DATA IN THIS EXERCISE:
◇ ◇ ◇

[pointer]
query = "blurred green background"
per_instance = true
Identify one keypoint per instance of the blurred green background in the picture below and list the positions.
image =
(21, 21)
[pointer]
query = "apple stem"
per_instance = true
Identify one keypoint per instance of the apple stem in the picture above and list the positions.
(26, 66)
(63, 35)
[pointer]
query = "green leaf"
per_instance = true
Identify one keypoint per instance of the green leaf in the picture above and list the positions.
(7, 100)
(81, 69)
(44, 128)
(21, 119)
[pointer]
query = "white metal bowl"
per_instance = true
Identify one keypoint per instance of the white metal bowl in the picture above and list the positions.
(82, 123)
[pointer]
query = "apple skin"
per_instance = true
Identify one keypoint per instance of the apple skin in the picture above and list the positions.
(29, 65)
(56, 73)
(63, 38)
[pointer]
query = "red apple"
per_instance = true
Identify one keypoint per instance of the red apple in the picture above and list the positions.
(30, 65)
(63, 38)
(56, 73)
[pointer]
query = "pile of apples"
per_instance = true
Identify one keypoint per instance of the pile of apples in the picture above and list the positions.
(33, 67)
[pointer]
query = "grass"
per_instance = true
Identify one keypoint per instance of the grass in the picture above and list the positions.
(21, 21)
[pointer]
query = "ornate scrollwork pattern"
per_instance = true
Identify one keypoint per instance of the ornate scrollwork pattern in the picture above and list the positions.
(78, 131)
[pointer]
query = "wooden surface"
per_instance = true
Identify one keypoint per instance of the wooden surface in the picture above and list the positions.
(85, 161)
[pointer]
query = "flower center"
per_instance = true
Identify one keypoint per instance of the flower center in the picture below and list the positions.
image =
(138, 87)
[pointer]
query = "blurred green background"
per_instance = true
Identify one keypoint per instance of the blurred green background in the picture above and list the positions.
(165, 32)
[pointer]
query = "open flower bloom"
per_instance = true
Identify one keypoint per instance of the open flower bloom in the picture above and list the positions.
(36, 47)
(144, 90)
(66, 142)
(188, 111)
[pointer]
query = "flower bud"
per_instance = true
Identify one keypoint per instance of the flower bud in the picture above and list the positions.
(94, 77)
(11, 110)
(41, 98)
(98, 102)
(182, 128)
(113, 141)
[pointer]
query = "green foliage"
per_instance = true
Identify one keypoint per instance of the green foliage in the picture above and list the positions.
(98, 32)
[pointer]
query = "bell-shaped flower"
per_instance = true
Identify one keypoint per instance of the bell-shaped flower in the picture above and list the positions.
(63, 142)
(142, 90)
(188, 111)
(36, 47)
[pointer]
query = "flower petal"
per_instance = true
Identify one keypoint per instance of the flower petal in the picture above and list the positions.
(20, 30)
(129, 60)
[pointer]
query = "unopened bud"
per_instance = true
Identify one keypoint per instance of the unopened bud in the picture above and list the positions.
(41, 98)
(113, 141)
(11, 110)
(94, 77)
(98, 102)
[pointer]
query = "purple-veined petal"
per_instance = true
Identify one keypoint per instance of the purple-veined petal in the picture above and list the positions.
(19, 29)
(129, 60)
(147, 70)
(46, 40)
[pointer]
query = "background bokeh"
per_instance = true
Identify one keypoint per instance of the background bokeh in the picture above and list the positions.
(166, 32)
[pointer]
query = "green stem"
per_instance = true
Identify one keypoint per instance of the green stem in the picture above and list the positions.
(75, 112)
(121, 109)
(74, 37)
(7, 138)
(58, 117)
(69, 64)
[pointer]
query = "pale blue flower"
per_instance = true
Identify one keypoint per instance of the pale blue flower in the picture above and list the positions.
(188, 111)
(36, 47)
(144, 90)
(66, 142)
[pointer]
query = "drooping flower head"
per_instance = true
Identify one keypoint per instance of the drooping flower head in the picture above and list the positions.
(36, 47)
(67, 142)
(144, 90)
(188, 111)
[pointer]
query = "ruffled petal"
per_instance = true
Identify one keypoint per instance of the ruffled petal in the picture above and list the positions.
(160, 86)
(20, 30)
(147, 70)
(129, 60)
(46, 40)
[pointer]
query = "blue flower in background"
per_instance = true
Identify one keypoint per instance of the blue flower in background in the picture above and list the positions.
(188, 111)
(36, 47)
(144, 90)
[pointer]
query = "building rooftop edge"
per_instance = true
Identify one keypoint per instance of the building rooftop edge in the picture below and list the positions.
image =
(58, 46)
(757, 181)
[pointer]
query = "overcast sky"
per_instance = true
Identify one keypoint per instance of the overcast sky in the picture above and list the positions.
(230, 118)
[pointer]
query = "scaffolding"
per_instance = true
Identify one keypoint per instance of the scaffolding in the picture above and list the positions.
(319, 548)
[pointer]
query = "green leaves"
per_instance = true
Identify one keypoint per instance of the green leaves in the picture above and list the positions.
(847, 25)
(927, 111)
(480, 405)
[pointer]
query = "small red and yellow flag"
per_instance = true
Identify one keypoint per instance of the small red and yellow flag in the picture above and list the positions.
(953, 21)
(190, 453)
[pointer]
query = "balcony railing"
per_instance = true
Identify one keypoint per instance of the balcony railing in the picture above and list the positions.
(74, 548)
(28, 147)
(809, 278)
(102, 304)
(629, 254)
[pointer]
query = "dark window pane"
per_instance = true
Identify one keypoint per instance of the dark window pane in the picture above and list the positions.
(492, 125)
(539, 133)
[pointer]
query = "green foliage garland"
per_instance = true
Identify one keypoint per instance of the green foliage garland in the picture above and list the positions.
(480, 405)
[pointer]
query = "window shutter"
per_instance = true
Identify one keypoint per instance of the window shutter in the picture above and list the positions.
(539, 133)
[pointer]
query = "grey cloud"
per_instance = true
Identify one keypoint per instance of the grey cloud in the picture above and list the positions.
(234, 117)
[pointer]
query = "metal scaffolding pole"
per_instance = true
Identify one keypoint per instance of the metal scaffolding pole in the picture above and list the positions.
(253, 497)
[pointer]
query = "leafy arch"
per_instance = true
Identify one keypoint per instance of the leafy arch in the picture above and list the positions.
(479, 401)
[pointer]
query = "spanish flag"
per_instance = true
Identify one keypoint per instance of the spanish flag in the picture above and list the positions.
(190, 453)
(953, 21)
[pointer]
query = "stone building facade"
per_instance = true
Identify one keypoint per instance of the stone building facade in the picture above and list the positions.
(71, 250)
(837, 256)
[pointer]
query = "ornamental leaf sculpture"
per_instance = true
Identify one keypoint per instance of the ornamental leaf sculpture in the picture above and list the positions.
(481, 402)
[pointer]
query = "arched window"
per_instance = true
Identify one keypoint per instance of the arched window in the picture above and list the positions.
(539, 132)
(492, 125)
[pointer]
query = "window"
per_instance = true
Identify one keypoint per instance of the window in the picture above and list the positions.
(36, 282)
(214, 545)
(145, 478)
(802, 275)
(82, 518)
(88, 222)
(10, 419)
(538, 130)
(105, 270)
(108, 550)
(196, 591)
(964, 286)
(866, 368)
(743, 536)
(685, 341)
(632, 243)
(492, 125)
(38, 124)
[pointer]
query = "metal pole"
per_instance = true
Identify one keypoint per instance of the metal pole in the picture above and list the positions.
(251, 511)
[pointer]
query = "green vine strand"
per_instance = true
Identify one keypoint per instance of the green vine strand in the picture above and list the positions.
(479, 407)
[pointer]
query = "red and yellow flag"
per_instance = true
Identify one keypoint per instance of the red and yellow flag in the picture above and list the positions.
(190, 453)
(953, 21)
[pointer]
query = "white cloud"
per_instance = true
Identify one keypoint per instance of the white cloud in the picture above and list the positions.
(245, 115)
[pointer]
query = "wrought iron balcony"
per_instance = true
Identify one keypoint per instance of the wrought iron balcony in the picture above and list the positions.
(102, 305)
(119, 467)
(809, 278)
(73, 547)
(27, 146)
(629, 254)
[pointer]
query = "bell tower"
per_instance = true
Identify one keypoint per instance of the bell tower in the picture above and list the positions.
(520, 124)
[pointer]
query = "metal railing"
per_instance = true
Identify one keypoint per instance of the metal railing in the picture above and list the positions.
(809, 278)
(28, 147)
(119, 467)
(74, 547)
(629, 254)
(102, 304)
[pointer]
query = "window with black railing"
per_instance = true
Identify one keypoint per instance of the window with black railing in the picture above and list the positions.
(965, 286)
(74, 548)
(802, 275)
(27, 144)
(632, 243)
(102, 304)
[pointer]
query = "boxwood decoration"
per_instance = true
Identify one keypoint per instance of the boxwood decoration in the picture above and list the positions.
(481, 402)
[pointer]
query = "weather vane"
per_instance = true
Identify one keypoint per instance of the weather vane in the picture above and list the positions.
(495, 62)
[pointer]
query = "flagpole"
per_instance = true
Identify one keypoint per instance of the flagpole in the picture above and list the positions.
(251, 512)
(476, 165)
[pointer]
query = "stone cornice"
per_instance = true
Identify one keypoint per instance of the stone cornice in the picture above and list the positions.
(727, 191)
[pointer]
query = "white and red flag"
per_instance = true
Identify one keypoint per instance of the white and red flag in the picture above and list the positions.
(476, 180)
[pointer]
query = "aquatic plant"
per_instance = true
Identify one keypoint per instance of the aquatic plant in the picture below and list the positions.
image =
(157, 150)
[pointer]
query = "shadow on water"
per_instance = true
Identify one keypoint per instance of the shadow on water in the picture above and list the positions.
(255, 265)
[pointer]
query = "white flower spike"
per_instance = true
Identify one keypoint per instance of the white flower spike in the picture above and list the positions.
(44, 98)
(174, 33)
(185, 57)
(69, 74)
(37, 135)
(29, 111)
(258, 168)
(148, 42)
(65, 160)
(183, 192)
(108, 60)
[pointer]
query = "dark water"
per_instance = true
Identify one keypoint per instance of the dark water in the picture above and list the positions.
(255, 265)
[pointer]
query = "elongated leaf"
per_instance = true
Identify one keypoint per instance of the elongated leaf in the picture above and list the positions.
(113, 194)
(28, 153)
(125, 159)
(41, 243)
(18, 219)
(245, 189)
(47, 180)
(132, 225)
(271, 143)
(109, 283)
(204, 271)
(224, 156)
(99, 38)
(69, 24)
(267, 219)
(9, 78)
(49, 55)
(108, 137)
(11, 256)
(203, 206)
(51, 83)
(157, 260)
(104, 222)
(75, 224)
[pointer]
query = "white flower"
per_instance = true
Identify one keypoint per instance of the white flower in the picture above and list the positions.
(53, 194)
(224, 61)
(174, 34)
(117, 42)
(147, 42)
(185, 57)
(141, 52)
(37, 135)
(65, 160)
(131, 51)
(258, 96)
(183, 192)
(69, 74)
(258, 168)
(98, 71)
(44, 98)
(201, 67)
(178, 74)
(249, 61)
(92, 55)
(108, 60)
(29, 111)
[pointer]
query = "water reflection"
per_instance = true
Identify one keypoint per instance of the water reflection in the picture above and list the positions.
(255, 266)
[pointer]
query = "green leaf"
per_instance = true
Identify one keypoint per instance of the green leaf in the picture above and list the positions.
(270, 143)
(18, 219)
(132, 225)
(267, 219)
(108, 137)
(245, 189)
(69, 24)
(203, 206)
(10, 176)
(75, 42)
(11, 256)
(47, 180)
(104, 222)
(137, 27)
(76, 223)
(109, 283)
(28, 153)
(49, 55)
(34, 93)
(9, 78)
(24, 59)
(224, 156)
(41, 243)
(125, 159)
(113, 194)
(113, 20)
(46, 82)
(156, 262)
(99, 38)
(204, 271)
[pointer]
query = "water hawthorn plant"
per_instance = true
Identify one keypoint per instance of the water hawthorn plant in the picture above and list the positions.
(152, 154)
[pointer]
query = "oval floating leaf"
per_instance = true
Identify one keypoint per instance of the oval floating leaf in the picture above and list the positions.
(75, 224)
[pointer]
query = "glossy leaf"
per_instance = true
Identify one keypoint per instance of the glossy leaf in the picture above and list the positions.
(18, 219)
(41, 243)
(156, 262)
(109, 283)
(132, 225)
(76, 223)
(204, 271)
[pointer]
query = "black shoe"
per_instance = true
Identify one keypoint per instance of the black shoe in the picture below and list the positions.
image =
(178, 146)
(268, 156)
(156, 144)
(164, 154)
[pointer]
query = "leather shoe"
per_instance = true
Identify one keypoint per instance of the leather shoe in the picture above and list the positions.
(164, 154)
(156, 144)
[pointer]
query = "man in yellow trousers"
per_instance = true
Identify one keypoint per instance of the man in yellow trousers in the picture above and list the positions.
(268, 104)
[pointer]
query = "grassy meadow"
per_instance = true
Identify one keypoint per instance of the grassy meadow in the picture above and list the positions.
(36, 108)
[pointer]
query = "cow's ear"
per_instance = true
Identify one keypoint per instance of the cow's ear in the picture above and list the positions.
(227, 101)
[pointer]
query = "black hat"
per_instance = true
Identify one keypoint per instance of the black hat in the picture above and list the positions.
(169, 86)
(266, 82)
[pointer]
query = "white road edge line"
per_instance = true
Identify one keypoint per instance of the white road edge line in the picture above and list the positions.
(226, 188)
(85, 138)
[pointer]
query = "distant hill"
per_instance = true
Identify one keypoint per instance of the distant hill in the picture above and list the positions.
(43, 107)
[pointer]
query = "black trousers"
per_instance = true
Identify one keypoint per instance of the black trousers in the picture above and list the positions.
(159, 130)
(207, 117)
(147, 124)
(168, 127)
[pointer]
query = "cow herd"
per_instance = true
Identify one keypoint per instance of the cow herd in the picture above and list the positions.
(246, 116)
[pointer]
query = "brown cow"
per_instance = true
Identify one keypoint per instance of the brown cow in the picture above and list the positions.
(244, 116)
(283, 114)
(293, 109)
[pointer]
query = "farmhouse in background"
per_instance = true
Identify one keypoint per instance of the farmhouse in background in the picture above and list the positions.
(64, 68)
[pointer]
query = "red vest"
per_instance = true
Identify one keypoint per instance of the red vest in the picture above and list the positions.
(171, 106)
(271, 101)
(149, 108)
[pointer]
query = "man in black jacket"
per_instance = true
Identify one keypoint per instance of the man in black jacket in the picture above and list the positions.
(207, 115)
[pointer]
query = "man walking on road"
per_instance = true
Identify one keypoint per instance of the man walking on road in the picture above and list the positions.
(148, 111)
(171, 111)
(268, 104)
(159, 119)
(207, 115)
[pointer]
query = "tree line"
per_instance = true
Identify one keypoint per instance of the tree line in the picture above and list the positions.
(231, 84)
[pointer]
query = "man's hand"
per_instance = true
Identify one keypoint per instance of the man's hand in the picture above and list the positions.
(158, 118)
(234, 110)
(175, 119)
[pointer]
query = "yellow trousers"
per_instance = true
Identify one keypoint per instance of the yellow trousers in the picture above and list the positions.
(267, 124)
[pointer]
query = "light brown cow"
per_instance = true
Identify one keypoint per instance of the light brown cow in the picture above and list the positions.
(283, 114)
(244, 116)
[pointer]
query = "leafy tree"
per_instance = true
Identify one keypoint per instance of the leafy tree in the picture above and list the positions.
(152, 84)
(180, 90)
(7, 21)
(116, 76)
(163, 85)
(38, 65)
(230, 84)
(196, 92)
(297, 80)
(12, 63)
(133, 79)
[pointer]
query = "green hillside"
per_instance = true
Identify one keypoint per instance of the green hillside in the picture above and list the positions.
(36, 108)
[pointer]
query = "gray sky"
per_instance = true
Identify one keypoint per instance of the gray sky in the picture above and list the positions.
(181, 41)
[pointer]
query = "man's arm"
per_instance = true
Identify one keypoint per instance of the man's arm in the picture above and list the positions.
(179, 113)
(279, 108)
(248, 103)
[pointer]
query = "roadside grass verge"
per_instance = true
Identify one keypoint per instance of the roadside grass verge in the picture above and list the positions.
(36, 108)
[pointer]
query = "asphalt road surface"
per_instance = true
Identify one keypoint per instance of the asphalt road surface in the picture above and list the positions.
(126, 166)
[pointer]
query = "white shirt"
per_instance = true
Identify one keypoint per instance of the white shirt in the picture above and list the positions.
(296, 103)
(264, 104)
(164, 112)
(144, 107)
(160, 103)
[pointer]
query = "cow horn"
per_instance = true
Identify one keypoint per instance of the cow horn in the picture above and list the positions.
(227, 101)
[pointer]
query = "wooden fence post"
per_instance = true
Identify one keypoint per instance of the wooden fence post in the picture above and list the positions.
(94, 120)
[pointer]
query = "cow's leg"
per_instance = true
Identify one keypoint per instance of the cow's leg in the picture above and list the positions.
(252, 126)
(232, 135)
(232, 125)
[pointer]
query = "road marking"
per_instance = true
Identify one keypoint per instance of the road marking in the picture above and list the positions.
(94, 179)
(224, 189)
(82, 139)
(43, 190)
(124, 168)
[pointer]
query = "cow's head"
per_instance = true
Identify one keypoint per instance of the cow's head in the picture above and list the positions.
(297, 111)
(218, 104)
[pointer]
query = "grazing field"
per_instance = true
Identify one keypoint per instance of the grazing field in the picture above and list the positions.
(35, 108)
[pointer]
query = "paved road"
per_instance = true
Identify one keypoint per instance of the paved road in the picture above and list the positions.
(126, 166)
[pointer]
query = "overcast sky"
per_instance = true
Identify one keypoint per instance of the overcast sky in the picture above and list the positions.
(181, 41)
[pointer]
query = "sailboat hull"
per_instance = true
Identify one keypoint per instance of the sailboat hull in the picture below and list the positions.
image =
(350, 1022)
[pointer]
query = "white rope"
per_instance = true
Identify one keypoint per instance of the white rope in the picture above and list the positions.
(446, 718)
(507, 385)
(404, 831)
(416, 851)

◇ ◇ ◇

DIRECTIONS FOR THIS TASK:
Pull out every line of the data above that contains the string "skin". The match is case-sensitive.

COMPLETE OUTPUT:
query = "apple skin"
Identify one keypoint per instance of the apple skin in the picture above and list the positions.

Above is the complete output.